When Raju lands in Goa, Jeffrey Rozario, slimy as an eel, goes all out to please Kunwar Raj Pratap Singh, unaware that this guy is part of a plan hatched by matchmaker Jaikishan (Javed Jaffrey) to cut him down to size.

What goes missing completely in this ill-advised regurgitation is the inspired lunacy that made 1995's Coolie No 1 undeniably entertaining. Varun Dhawan and Sara Ali Khan do not ape Govinda and Karisma Kapoor. Neither does Paresh Rawal, as the father of the bride, take a leaf out of Kader Khan's book. Yet the actors are unable to impart any freshness to the reworking because the script reeks of absolute obsolescence.

Coolie No 1 does not take into account that the world has changed since the David Dhawan-Govinda combo churned out hit after hit with their mad capers. The formula that yielded dividends all those years ago no longer does.

At one point in the film, Johnny Lever, playing Inspector Godbole (the role Tiku Talsania essayed in the original but with a different name and persona), says: "Main paagal ho jaaoonga (I'll go mad)". Exactly our point. Coolie No 1 is primed to drive the audience crazy and certainly not in a good way.

The workload on dialogue writer Farhad Samji (who has a cameo as a plumber called in to fix a leaking shower in a Goa resort, a pretext for the coolie impersonating a wealthy entrepreneur to run into the owner's daughter) is immense. He goes into overdrive in a bid to inject hilarity into the proceedings.

**SHORT TASK 1**
Print the Coolie No 1 review word for word.

**INPUT**

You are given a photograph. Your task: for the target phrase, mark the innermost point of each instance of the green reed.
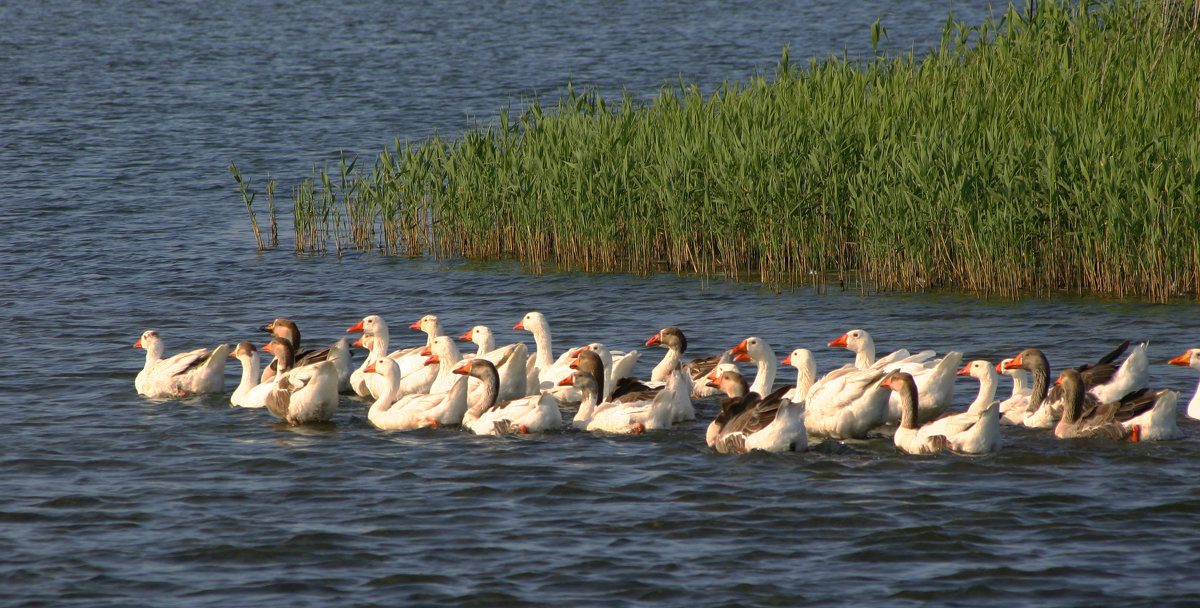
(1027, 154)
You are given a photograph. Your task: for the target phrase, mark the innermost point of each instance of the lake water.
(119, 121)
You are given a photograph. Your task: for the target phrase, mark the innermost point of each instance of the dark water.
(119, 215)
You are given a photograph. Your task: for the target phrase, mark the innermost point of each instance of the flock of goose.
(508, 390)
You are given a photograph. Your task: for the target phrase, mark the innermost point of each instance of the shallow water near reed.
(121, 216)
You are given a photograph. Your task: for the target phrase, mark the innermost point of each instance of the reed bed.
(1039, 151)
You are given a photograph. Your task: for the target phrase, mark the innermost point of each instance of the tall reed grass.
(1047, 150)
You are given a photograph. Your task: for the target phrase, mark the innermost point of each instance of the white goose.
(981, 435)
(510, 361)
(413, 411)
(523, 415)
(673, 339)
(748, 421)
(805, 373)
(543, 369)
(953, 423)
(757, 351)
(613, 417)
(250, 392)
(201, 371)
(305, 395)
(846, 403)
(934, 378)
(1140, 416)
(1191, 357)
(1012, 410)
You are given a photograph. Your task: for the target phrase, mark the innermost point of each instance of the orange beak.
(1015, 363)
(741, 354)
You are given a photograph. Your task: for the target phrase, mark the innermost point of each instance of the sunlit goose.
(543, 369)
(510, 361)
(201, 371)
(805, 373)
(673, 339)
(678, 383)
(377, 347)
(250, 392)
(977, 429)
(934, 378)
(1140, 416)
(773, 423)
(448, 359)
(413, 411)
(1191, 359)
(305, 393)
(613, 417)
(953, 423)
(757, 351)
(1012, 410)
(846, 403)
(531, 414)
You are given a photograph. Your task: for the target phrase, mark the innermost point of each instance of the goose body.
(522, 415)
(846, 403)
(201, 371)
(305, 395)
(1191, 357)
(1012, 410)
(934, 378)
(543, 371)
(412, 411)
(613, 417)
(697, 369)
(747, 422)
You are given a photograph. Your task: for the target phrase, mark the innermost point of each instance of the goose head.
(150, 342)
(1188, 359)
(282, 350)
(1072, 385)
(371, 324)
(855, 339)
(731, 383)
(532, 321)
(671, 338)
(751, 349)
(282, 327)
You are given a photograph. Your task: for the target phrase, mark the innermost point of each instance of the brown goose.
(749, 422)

**SHORT TASK 2**
Begin at the row that contains "the brown goose.", stop after the final row, and give only those lines again, requests included. Scale every point coordinate in the answers by 1.9, rounding each to a whole number with halves going up.

**WRITTEN SOLUTION 1**
When Raju lands in Goa, Jeffrey Rozario, slimy as an eel, goes all out to please Kunwar Raj Pratap Singh, unaware that this guy is part of a plan hatched by matchmaker Jaikishan (Javed Jaffrey) to cut him down to size.

What goes missing completely in this ill-advised regurgitation is the inspired lunacy that made 1995's Coolie No 1 undeniably entertaining. Varun Dhawan and Sara Ali Khan do not ape Govinda and Karisma Kapoor. Neither does Paresh Rawal, as the father of the bride, take a leaf out of Kader Khan's book. Yet the actors are unable to impart any freshness to the reworking because the script reeks of absolute obsolescence.

Coolie No 1 does not take into account that the world has changed since the David Dhawan-Govinda combo churned out hit after hit with their mad capers. The formula that yielded dividends all those years ago no longer does.

At one point in the film, Johnny Lever, playing Inspector Godbole (the role Tiku Talsania essayed in the original but with a different name and persona), says: "Main paagal ho jaaoonga (I'll go mad)". Exactly our point. Coolie No 1 is primed to drive the audience crazy and certainly not in a good way.

The workload on dialogue writer Farhad Samji (who has a cameo as a plumber called in to fix a leaking shower in a Goa resort, a pretext for the coolie impersonating a wealthy entrepreneur to run into the owner's daughter) is immense. He goes into overdrive in a bid to inject hilarity into the proceedings.

**WRITTEN SOLUTION 2**
You are given a photograph. Your task: for the target phrase, mark the innermost point of each instance of the brown goose.
(1423, 802)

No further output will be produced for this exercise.